WORK REQUEST
Continue the article on copra deliveries to the Tobolar processing plant, starting right after its final sentence.

DOCUMENT SECTION
Start of Block
A warehouse at the Tobolar Copra Processing Authority in Majuro is filled with copra — dried coconut meat used for producing coconut oil — following a bumper crop

brought in for milling during the first quarter of 2020.

Photo by Eve Burns

 

Ships delivered 2,447.60 tons of copra to the Tobolar Copra Processing Authority in Majuro from January through March, according to statistics provided by processing factory. With the government subsidizing the 50-cent per pound price paid to copra makers, this tonnage translates into over $2.4 million being paid to islanders living on mostly remote islands in this western Pacific nation.

The January-March period was one of the highest tonnage quarters ever, just short of the best quarter-ever in 2018 when 2,556.94 tons were delivered to Tobolar from October to December.

This 2020 copra tonnage also marked a big turnaround from late 2019 when the government imposed a travel ban to the outer islands to prevent the spread of dengue fever that curtailed pickup of copra, which is the main economic activity for most outer islands.

Only 1,000 tons was brought in between October and December last year because of restrictions due to dengue fever.
End of Block
(Dataset entries)
Start of Block
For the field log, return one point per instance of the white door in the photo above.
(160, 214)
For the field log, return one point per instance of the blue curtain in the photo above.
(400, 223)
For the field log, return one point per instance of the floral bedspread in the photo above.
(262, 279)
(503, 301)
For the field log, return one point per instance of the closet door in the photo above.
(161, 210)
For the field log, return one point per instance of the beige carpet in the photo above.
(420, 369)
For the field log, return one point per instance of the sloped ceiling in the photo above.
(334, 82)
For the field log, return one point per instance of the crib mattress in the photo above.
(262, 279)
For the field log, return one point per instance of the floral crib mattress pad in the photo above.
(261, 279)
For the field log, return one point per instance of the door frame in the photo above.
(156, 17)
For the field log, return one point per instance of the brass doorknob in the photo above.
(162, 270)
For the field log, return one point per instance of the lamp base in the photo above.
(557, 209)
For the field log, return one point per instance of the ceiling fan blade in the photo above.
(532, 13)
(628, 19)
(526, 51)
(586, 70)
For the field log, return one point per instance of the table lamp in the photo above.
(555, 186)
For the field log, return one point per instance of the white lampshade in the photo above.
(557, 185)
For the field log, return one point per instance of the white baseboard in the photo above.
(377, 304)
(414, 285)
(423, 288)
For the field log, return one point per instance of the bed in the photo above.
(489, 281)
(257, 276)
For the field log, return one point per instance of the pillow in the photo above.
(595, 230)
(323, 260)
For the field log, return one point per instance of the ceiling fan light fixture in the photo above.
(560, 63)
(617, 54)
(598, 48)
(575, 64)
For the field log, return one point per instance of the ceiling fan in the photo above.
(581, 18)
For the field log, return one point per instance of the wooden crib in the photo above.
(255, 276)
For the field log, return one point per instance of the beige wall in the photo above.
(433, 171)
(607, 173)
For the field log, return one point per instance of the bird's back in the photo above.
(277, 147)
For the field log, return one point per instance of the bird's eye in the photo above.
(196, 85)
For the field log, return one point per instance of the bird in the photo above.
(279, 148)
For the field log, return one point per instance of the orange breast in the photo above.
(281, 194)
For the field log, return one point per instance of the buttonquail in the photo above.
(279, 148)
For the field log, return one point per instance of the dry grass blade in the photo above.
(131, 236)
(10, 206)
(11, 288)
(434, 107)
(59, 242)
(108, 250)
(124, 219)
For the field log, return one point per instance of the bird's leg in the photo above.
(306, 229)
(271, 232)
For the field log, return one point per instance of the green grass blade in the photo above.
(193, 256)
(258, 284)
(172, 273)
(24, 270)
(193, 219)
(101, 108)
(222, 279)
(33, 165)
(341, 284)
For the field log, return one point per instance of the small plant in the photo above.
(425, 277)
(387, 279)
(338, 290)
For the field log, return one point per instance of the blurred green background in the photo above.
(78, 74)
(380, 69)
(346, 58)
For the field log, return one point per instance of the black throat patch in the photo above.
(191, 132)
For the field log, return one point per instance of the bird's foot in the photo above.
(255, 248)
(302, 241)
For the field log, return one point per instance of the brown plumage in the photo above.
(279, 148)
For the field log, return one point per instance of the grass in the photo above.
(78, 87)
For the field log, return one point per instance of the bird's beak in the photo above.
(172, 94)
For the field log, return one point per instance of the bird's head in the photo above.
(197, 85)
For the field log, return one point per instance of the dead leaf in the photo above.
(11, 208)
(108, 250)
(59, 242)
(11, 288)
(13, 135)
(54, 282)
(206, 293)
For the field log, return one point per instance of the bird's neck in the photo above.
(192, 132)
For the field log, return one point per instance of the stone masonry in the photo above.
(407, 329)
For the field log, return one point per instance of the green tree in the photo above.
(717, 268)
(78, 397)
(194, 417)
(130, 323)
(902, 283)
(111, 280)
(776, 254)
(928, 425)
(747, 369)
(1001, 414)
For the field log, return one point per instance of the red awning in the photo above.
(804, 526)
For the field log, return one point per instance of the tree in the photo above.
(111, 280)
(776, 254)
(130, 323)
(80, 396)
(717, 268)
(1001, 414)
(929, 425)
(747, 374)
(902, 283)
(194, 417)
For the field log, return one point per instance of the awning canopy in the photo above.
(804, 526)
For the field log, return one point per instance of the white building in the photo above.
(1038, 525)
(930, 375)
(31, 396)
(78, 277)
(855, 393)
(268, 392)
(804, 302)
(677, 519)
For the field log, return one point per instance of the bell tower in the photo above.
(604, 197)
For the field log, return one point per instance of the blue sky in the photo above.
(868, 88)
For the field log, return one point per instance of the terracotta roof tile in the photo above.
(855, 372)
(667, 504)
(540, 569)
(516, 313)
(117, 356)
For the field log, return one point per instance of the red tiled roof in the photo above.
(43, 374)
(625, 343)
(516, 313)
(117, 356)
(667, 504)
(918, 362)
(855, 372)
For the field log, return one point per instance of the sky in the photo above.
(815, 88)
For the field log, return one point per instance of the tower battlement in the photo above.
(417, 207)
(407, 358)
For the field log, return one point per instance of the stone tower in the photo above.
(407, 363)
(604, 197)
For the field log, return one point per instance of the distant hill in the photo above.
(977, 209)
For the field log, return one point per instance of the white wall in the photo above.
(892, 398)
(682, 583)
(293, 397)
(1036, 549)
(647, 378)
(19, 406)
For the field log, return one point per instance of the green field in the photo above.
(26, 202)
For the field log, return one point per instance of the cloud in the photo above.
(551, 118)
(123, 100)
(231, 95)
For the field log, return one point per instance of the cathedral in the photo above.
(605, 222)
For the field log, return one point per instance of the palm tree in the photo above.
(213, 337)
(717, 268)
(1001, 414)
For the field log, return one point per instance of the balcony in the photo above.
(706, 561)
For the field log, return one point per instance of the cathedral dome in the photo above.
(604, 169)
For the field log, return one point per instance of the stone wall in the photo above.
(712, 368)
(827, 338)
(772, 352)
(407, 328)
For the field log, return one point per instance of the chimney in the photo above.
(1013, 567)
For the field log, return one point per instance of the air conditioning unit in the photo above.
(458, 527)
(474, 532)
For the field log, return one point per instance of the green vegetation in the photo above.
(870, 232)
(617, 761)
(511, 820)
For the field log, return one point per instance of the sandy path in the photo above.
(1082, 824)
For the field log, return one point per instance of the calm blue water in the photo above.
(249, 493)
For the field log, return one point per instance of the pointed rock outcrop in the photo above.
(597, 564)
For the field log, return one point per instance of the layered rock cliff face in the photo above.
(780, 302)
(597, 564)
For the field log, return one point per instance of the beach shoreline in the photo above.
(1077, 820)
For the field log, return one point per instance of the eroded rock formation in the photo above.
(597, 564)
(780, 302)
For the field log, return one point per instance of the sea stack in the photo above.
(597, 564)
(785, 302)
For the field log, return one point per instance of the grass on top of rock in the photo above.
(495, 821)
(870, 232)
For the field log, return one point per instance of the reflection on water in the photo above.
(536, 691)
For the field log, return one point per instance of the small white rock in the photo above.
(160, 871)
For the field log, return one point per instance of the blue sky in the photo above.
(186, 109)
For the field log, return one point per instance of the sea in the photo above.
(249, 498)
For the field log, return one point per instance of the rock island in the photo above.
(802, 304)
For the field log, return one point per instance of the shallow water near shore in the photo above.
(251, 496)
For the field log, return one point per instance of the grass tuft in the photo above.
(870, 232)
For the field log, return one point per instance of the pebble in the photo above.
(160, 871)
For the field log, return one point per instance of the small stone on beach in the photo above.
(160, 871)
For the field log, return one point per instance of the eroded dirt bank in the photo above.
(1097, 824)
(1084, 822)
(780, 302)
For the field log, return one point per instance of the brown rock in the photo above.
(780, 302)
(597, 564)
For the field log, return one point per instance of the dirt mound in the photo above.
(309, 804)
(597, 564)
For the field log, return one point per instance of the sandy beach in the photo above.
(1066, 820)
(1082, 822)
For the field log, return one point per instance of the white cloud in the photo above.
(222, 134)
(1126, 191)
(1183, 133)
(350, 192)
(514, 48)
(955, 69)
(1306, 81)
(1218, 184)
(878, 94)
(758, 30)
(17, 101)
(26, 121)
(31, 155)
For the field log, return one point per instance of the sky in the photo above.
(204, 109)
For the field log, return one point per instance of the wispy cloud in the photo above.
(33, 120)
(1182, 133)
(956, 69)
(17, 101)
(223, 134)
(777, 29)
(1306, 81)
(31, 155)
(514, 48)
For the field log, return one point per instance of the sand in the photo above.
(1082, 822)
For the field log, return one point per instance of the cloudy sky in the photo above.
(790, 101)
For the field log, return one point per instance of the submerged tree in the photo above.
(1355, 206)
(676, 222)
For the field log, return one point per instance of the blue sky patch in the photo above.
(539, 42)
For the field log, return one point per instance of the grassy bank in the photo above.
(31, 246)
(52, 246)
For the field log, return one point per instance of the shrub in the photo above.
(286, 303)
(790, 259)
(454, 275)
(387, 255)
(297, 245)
End of Block
SOLVED EXERCISE
If ships can keep moving to outer islands and the government can keep its big subsidy in place to keep paying copra makers 50 cents per pound, 2020 could end up being a bumper year. The all-time record for a year is 7,700 tons.

While Ailinglaplap Atoll has been playing second fiddle to Arno Atoll in copra production the past couple of years, this past three months the central atoll jumped out in the lead. Ailinglaplap copra makers generated 589 tons, with Arno in second place with 432 tons. Other atolls rounding out the top five were Namdrik (282.89 tons), Ebon (219.39 tons) and Maloelap (163.28 tons).

Ailinglaplap’s high production was based on it having ship visits each month during the January to March period. A number of islands saw only one — or no — ship visit during this period.